Records of labeled boxes:
^^^^^^^^
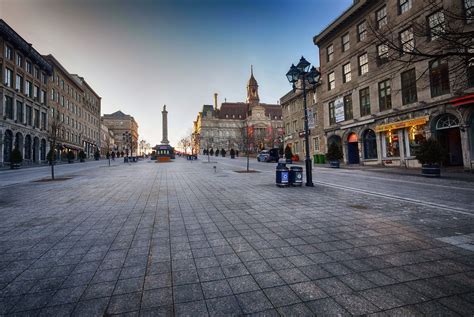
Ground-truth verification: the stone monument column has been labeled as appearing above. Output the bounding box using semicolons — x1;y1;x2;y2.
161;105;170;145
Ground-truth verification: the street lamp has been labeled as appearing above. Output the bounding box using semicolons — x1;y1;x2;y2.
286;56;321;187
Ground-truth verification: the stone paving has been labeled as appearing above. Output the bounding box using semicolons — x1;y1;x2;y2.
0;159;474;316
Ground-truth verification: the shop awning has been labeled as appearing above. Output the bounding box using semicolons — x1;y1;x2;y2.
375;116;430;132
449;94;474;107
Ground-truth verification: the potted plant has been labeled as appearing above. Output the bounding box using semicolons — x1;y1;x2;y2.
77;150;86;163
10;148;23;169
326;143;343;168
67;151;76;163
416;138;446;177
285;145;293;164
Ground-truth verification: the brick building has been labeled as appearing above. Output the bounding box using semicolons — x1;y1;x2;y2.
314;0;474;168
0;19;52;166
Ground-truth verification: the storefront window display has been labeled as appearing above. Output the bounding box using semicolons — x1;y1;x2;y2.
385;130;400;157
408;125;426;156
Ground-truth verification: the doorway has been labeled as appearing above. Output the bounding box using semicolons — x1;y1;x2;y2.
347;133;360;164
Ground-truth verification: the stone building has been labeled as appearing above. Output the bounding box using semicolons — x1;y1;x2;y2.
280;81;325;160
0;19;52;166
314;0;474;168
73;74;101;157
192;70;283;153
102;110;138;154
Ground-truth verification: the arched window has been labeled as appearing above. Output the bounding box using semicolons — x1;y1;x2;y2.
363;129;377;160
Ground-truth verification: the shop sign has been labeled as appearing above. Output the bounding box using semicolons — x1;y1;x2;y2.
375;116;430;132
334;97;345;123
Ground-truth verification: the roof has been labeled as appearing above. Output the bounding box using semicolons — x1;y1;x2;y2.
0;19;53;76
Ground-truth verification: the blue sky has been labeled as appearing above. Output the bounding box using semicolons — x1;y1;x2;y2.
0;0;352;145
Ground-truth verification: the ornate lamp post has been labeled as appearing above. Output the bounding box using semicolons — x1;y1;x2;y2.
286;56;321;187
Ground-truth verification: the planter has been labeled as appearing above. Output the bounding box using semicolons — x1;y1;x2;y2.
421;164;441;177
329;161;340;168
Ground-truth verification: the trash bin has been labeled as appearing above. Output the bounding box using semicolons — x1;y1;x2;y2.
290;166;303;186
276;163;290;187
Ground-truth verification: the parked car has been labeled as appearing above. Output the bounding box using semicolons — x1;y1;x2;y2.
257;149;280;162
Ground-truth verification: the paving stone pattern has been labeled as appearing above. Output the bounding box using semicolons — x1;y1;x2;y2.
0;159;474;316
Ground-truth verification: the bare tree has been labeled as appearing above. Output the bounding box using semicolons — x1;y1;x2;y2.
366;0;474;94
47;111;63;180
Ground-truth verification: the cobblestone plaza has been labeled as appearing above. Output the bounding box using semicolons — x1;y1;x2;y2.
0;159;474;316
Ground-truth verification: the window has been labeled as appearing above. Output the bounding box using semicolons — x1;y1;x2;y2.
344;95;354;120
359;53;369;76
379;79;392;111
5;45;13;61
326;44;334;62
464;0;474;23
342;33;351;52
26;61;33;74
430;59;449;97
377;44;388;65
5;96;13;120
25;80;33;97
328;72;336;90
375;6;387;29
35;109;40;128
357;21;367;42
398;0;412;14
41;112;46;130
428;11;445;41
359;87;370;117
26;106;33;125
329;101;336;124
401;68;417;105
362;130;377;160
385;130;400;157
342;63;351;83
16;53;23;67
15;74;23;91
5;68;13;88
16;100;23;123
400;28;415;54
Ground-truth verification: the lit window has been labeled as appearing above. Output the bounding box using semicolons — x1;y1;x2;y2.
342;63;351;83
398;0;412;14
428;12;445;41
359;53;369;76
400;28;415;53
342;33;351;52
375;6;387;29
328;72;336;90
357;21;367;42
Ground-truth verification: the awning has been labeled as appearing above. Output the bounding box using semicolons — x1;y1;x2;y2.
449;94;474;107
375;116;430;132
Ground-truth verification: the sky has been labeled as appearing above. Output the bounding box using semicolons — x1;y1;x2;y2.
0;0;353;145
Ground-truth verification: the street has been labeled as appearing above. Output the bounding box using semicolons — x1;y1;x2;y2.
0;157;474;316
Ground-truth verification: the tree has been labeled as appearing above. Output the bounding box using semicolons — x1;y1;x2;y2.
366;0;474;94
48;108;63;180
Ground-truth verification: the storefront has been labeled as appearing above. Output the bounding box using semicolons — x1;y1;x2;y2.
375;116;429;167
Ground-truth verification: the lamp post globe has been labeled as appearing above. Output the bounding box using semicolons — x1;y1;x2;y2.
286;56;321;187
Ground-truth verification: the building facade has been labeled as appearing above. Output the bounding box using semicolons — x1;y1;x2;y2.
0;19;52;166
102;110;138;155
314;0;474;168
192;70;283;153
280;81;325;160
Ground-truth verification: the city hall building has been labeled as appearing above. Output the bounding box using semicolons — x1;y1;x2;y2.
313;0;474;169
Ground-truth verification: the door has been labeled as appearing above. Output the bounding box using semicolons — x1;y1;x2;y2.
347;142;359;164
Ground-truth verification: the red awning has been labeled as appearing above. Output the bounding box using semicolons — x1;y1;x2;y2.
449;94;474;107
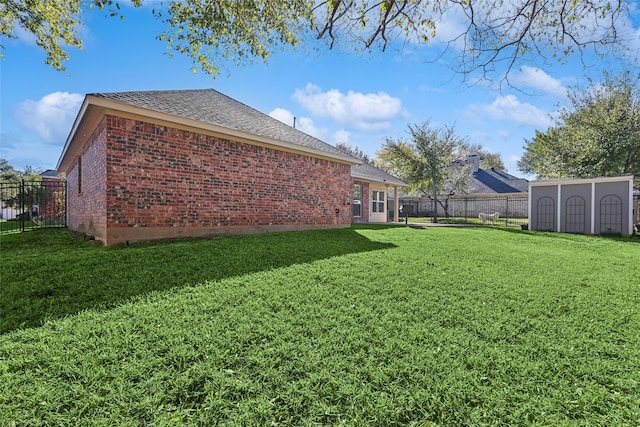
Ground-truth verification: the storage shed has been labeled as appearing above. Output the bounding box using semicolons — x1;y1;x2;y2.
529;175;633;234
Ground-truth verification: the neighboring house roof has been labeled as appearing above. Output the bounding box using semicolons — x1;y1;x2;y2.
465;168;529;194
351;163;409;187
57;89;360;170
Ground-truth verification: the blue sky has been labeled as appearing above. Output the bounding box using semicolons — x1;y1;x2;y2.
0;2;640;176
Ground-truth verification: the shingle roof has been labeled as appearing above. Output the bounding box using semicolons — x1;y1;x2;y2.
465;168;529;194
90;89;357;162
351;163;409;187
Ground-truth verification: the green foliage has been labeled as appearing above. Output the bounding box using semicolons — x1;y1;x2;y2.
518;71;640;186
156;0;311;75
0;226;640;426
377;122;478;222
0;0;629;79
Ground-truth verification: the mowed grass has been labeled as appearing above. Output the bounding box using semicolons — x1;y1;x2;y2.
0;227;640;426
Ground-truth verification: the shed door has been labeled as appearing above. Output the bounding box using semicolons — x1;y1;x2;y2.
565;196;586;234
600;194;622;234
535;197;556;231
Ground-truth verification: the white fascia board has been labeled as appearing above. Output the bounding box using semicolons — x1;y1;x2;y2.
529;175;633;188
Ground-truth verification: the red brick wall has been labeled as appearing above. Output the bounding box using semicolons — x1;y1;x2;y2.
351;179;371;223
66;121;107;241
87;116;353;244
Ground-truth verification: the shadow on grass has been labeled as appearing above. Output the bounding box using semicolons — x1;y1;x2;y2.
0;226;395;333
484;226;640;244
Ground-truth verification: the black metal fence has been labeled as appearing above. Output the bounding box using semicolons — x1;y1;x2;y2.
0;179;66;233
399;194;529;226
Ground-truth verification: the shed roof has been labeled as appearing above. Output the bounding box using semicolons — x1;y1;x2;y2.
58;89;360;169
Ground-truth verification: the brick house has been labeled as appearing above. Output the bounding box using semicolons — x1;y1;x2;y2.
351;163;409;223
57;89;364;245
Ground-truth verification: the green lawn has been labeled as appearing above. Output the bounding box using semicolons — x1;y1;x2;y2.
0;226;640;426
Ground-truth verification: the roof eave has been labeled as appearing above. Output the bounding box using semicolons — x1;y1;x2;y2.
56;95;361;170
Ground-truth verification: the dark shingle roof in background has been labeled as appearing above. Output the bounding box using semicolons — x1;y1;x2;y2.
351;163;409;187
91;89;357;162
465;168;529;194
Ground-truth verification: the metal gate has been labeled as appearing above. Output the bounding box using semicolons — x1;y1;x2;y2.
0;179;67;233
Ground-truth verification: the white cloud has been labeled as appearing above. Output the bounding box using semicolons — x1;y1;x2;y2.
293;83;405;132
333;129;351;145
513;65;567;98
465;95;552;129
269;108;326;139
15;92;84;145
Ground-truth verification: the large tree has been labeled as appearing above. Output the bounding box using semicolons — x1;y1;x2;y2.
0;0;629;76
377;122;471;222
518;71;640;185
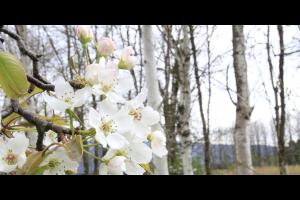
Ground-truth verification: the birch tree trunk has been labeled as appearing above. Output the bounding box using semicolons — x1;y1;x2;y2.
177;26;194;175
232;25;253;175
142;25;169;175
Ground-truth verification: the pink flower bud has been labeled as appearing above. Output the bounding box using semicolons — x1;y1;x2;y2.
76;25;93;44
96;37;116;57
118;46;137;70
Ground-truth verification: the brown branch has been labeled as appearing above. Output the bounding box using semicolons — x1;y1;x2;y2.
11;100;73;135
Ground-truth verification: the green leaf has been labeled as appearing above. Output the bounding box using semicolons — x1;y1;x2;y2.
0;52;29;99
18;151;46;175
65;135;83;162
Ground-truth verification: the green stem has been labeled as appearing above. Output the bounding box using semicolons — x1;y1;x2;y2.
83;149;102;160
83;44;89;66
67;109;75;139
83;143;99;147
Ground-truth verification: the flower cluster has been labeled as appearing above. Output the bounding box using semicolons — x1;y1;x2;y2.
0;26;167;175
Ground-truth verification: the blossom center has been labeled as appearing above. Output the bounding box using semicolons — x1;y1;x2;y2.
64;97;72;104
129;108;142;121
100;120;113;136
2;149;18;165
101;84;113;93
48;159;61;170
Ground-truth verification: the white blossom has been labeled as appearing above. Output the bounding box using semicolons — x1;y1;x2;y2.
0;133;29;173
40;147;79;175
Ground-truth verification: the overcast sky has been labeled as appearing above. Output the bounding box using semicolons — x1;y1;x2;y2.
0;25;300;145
^^^^^^^^
What is asked: Starting at the beginning of the data and going on through the line with "161;105;170;145", copy those lines word for word, leaving out the pictures.

Task answer:
Ground-truth verification: the stone monument column has been labeled as appearing above. Output the bounding box using semicolons — x1;y1;x2;y2.
161;105;170;145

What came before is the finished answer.